*GIVEN PASSAGE:*
Why are unit tests failing seen as bad?

user619818 05/22/2018. 10 answers, 5.339 views
unit-testing

In some organisations, apparently, part of the software release process is to use unit testing, but at any point in time all unit tests must pass. Eg there might be some screen which shows all unit tests passing in green - which is supposed to be good.

Personally, I think this is not how it should be for the following reasons:

  1. It promotes the idea that code should be perfect and no bugs should exist - which in the real world is surely impossible for a program of any size.

  2. It is a disincentive to think up unit tests that will fail. Or certainly come up with unit tests that would be tricky to fix.

  3. If at any point in time all unit tests pass, then there is no big picture of the state of the software at any point in time. There is no roadmap/goal.

  4. It deters writing unit tests up-front - before the implementation.

I would even suggest that even releasing software with failing unit tests is not necessary bad. At least then you know that some aspect of the software has limitations.

Am I missing something here? Why do organisations expect all unit tests to pass? Isn't this living in a dream world? And doesn't it actually deter a real understanding of code?

10 Answers


Doc Brown 05/22/2018.

The misconception of this question is that it does not differentiate between local development branches, trunk, staging or release branches.

In a local dev branch, it is likely to have some failing unit tests at almost any time. In the trunk, it is only acceptable to some degree, but already a strong indicator to fix things ASAP. In a staging or release branch, failing tests are "red alert", showing there has been gone something utterly wrong with some changeset, when it was merged from the trunk into the release branch.

I would even suggest that even releasing software with failing unit tests is not necessary bad.

Releasing software with some known bugs below a certain severity is not necessarily bad. However, these known glitches should not cause a failing unit test. Otherwise, after each unit test run, one will have to look into the 20 failed unit tests and check one-by-one if the failure was an acceptable one or not. This gets cumbersome, error-prone, and discards a huge part of the automation aspect of unit tests. Note that failing unit tests can disturb the rest of the team, not just in a release branch, but already in the trunk, since they require everyone to check if not his/her latest change was causing the failure.

If you really have tests for acceptable, known bugs, use your unit testing tool's disabling/ignore feature, and add a low-priority ticket to your issue tracker so the problem won't get forgotten.

*DATA SUPPLIED:*
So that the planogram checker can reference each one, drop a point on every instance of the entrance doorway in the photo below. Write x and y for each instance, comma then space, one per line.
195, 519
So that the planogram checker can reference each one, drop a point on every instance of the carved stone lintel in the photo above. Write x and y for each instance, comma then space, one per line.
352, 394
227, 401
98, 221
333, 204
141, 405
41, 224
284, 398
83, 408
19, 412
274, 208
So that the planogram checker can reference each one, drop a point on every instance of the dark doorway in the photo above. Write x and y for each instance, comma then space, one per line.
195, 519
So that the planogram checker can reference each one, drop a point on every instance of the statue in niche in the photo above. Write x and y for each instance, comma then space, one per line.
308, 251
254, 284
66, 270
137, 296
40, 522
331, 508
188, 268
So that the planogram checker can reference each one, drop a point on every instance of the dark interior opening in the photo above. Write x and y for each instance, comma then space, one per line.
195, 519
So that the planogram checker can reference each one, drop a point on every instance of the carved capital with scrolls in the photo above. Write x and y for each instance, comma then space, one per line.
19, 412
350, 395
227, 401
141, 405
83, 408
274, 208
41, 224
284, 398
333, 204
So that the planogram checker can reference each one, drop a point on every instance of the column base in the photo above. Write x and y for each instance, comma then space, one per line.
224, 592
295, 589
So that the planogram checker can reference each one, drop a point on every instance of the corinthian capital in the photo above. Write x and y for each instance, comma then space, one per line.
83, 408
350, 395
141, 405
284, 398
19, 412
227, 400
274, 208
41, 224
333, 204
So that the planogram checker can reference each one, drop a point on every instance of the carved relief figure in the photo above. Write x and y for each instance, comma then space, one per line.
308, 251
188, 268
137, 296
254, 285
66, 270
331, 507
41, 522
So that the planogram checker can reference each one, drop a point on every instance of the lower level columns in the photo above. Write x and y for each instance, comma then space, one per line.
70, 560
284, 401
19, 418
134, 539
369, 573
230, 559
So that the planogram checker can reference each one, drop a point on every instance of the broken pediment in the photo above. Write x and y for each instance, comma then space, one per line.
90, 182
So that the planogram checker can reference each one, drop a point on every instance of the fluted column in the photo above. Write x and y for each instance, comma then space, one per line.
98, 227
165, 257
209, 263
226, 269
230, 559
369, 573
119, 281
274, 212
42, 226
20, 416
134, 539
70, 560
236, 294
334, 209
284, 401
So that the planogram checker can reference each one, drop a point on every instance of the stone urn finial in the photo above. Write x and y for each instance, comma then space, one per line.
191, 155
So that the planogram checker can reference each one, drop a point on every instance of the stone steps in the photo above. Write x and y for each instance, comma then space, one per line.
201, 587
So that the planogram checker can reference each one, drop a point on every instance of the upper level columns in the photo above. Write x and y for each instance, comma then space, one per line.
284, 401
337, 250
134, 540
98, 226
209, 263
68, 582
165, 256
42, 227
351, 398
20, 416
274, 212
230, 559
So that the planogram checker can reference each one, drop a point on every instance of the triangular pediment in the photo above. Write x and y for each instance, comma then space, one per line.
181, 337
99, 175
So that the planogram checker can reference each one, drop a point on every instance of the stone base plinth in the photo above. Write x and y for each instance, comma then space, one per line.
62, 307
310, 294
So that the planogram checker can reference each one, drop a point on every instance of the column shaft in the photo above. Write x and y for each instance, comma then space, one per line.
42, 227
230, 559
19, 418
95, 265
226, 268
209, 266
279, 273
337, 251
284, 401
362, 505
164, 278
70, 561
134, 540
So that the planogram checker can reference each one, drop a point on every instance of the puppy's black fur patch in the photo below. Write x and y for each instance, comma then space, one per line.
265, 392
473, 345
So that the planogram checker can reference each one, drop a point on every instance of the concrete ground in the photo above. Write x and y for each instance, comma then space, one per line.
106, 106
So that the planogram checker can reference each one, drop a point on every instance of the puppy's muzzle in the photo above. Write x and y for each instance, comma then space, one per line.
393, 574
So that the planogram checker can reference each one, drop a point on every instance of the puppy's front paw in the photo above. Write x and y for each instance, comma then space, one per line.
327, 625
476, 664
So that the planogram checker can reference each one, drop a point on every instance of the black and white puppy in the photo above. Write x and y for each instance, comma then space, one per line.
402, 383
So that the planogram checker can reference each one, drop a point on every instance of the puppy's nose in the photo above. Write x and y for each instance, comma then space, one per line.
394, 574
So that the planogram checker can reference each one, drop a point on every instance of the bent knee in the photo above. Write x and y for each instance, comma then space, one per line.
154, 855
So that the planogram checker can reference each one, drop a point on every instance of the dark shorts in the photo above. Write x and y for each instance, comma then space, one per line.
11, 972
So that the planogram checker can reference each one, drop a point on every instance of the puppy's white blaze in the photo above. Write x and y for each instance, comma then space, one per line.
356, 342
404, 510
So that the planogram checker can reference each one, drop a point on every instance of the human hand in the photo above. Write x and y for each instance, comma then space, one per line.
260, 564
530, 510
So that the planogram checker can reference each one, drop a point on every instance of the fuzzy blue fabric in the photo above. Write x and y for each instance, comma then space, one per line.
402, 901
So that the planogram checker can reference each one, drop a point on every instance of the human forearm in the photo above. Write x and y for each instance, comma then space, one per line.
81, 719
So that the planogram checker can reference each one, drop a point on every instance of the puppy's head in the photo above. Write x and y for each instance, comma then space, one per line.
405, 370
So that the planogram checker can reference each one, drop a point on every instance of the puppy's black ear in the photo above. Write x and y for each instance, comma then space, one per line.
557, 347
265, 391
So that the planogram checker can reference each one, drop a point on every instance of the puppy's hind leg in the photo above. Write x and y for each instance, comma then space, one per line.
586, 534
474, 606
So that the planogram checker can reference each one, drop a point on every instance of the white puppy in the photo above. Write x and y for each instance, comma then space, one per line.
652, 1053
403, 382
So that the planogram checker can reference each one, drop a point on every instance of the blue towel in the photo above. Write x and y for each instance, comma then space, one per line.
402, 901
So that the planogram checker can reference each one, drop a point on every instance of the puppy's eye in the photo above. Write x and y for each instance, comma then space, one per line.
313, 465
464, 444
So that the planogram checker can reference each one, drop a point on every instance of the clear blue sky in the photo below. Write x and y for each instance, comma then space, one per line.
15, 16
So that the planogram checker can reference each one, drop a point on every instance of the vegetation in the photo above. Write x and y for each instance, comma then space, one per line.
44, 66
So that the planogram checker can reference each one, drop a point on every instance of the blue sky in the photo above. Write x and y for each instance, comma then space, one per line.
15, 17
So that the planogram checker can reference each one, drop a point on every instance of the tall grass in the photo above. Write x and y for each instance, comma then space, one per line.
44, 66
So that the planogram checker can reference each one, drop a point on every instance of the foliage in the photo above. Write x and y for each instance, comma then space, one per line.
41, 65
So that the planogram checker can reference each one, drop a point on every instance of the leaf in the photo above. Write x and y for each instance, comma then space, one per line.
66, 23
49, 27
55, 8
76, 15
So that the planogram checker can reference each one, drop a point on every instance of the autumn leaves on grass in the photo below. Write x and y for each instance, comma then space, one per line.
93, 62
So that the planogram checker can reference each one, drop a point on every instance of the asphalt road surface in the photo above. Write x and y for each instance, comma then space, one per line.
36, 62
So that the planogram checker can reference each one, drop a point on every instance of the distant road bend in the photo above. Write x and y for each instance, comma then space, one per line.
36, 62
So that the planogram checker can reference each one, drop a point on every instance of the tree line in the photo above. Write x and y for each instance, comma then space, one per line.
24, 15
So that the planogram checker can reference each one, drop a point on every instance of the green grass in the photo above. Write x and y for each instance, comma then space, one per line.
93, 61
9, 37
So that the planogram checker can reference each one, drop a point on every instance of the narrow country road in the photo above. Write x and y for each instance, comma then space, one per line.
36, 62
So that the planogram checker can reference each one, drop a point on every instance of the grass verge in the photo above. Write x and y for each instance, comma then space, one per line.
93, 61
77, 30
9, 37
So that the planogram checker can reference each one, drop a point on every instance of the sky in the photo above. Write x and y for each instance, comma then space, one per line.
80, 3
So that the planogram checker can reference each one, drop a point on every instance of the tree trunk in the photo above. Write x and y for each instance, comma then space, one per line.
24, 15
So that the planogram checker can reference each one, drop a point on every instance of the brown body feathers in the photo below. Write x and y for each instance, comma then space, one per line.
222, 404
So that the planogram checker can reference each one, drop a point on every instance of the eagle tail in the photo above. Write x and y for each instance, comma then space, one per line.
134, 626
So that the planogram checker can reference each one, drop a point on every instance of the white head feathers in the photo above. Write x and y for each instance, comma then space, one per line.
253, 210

*EXERCISE SET:*
1/ According to the thread on failing unit tests, what should be done with tests for acceptable, known bugs?
2/ Pick up the thread on failing unit tests after its final sentence and carry it forward.
The records are drawn from a separate source.

*ANSWERS TO THE PROBLEMS:*
1/ They should be disabled or ignored with the unit testing tool's feature for that, and a low-priority ticket should be added to the issue tracker so the problem is not forgotten.

2/
Phill W. 05/22/2018.

... all unit tests passing in green - which is supposed to be good.

It is good. No "supposed to be" about it.

It promotes the idea that code should be perfect and no bugs should exist - which in the real world is surely impossible for a program of any size.

No. It proves that you've tested the code as well as you can up to this point. It is entirely possible that your tests do not cover every case. If so, any errors will eventually turn up in bug reports and you'll write [failing] tests to reproduce the problems and then fix the application so that the tests pass.

It is a disincentive to think up unit tests that will fail.

Failing or negative tests place firm limits on what your application will and will not accept. Most program I know of will object to a "date" of February the 30th. Also, Developers, creative types that we are, don't want to break "their babies". The resulting focus on "happy-path" cases leads to fragile applications that break - often.

To compare the mindset of the Developer and the Tester:

  • A Developer stops as soon as the code does what they want it to.
  • A Tester stops when they can no longer make the code break.

These are radically different perspectives and one that is difficult for many Developers to reconcile.

Or certainly come up with unit tests that would be tricky to fix.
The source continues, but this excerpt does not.